● PAGE EXCERPT
'''

拾柒號咖啡馆
206X.
The Third World War has come to an end.
The conflict claimed hundreds of millions of lives, reduced half the world’s cities to rubble, and cast countless cultures and regimes into the ruins of history. The only things it failed to erase were the barriers of social class and the relentless expansion of human desire.
During the war years, genetic engineering was pushed to its very limits. Researchers spliced fragments of human DNA with that of other mammals, creating the so-called “Beastkins.” On the frontlines, they achieved irreplaceable feats, filling the gaps in conventional forces with their blood and flesh. Yet when the bells of peace rang, these “orphans of the laboratory” were swiftly abandoned by society.
Once weapons of victory, they became a despised people. Discrimination, prejudice, and isolation pervaded every corner of their daily lives.
It is in this age that you run a small restaurant on a street corner.
Beyond the door lies a cold and indifferent society; within, one of the few shelters the Beastkins can call their own. You may choose to exploit them, treating them as cheap labor, or you may choose to accept and protect them, turning the restaurant into their new home.
No one will interfere with your decision—for in this world, few truly care about their fate.
Here, they are no longer called “Beastkins,” but “Employees.”
Employees have their own names, backgrounds, hobbies, and personalities. They grow weary from long hours, hungry from lack of food, bored when idle. They can break down from sorrow, or smile with joy when given a birthday cake.
Remember—or choose to forget—that they are living, breathing people, just like you.
At no point will the game encourage, condemn, or preach to you. You are the author of this story, and the bonds you form with your employees—whether warm, harsh, or inhuman—are entirely the result of your own free will.
The inspiration for this game traces back to the summer of 2025. Its origin was not dramatic, but instantaneous: I wanted to make a game about running a café. Soon, however, I realized the real focus was not the café itself, but whether the game could become one filled with humanity.
I did not want it to become just another entry in the long line of management sims: automated production lines, endless pursuit of profit and efficiency, relentless expansion of scale… much like Cities: Skylines, Satisfactory, or Dyson Sphere Program. These games, excellent as they are, all share one thing in common: the absence of humanity. In them, “productivity” is abstracted into cold numbers. Labor can be a chip, a resource, a statistic—but rarely, if ever, a person.
A striking example is Frostpunk. Its design is steeped in controversy: in theory, players can save every citizen and ultimately establish a prosperous city, but only at the cost of mid-game authoritarian laws—overwork, the suppression of human rights. Conversely, if one insists on “humane” laws such as an 8-hour workday, then the city inevitably loses people due to insufficient productivity. The game forces the tension between collectivism and individualism into sharp focus. And when players finally achieve the “zero casualties” ending, the game condescendingly asks, “Was it worth it?” The designers knew full well that if no one died, it must have been because players had sacrificed human rights. This is a very sharp line of thinking: which is more important, “man’s life” or “man’s rights”? Clearly, the developers of Frostpunk chose the latter and explicitly looked down upon players who chose the former.

'''

● SOURCE DATA
'''

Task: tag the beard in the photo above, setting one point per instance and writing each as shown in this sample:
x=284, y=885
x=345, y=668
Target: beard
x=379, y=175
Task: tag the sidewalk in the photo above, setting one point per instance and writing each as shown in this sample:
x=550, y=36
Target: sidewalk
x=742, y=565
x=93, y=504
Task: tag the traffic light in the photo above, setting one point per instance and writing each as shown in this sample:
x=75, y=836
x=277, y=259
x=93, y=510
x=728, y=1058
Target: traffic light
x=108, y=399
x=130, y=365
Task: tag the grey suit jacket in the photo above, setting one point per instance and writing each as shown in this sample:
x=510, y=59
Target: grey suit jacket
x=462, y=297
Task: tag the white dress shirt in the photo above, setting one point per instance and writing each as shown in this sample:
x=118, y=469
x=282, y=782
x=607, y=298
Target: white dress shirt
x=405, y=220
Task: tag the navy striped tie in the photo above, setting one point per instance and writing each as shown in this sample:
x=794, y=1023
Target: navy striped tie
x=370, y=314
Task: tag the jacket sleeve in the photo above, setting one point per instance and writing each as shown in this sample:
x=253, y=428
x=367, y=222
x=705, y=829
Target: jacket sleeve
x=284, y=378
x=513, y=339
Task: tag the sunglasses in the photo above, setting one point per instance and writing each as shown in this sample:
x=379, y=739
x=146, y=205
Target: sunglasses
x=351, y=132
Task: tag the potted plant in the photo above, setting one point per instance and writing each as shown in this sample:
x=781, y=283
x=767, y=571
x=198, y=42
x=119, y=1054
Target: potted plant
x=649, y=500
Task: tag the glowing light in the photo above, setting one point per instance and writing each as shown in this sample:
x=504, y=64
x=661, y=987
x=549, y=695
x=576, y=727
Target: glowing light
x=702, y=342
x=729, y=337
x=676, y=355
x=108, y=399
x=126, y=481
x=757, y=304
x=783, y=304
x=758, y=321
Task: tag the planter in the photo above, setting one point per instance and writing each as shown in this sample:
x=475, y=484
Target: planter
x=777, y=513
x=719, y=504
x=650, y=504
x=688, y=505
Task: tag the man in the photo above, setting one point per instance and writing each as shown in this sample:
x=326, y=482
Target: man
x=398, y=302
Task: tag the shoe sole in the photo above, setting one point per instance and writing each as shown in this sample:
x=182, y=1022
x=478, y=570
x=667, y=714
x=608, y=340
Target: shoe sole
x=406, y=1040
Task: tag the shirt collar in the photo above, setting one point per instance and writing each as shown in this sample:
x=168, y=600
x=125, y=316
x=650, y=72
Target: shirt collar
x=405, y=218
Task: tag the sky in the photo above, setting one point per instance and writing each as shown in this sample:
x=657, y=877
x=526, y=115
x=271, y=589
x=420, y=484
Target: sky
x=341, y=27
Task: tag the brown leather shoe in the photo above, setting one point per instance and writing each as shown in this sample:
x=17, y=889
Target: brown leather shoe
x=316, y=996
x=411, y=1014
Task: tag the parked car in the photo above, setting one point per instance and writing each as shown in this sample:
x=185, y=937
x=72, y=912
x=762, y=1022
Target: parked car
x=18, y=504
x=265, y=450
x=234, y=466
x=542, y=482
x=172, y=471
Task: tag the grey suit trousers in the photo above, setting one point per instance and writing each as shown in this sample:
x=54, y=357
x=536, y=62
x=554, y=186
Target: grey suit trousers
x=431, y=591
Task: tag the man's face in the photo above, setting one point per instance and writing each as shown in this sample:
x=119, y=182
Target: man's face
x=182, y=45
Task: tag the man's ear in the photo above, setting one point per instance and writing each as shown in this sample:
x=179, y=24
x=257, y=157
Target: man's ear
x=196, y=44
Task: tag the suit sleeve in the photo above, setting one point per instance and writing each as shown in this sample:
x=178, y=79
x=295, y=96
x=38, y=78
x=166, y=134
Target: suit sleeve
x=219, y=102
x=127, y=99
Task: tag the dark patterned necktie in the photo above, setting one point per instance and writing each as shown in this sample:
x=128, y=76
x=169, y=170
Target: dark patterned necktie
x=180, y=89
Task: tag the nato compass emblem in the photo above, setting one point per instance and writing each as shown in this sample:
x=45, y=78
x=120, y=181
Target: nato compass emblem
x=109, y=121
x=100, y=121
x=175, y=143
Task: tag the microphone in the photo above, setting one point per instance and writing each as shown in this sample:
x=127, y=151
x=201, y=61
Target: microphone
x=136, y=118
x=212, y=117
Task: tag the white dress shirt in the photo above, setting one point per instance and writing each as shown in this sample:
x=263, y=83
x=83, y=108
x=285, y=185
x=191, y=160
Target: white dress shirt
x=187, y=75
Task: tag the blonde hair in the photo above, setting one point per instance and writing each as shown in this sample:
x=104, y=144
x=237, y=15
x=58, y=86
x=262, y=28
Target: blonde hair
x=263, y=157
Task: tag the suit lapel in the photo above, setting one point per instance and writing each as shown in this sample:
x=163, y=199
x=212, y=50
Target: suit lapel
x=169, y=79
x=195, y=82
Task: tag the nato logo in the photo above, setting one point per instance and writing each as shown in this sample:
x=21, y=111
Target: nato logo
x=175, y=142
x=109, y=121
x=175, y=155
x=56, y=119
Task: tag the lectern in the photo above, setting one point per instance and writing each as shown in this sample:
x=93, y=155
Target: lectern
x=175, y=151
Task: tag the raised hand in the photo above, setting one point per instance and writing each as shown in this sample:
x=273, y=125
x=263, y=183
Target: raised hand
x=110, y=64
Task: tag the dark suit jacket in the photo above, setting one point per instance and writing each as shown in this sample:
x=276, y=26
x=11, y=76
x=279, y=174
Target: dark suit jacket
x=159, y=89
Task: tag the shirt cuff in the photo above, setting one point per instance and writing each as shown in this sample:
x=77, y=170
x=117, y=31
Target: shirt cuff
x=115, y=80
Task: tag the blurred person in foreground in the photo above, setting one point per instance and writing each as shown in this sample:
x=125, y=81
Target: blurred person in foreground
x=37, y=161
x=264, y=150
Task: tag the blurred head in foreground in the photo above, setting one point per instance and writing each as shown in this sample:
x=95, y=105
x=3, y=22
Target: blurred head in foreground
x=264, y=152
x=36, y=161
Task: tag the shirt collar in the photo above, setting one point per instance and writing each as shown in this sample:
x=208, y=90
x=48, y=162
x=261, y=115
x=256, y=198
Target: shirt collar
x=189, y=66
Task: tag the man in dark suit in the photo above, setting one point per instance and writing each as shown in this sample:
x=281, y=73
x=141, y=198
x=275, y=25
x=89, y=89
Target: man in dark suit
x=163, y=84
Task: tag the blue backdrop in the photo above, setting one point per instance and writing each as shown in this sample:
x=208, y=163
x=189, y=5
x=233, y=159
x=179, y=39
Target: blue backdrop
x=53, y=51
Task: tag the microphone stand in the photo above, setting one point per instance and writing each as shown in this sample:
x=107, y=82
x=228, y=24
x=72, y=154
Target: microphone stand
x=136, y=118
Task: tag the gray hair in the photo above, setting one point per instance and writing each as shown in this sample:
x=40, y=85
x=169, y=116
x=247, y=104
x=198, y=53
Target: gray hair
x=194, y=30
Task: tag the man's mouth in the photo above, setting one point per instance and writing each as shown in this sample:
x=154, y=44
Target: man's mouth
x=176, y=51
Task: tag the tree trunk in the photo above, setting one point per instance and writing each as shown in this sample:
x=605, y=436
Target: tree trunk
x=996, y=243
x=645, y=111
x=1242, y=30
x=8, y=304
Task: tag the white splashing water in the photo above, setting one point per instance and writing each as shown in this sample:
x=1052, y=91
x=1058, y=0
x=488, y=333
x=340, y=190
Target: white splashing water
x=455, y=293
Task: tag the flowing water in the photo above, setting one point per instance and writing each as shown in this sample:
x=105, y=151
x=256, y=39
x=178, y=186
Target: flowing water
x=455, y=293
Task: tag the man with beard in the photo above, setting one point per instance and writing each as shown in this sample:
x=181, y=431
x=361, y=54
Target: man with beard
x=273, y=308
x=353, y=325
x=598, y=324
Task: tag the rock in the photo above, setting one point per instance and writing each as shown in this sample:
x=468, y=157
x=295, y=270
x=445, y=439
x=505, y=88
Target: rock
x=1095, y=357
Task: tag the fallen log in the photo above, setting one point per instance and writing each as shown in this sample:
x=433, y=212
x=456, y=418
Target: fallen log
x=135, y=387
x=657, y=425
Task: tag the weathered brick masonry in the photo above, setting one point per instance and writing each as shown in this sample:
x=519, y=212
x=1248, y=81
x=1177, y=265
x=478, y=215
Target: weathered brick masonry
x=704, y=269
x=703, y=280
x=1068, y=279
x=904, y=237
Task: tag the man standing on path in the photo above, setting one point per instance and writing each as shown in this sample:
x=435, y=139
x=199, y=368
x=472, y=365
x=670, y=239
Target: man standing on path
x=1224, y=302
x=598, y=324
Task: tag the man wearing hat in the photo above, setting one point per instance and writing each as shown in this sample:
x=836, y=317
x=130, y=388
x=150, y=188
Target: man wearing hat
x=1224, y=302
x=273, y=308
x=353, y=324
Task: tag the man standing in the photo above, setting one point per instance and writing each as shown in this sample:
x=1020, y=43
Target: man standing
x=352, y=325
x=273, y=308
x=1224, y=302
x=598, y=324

'''

● TASK LIST
a) Decide whether each statement agrees with the café game description, answering yes or no and quoting the words that settle it: (i) The war failed to erase the barriers of social class. (ii) The game condemns players who exploit their employees. (iii) The inspiration for the game dates to the summer of 2024.
b) Summarize the café game description in three sentences.
The records are separate material and are unrelated to the café game description.

● SOLUTIONS BY TASK
a)
(i) Yes: "The only things it failed to erase were the barriers of social class and the relentless expansion of human desire."
(ii) No: "At no point will the game encourage, condemn, or preach to you."
(iii) No: "The inspiration for this game traces back to the summer of 2025."

b) After the Third World War, the genetically engineered "Beastkins" who had fought on the frontlines were abandoned by society and faced discrimination. In this age, the player runs a small street-corner restaurant and may either exploit them as cheap labor or protect them, and the game never encourages, condemns, or preaches. The creator wanted a game filled with humanity, unlike management sims in which labor is abstracted into cold numbers.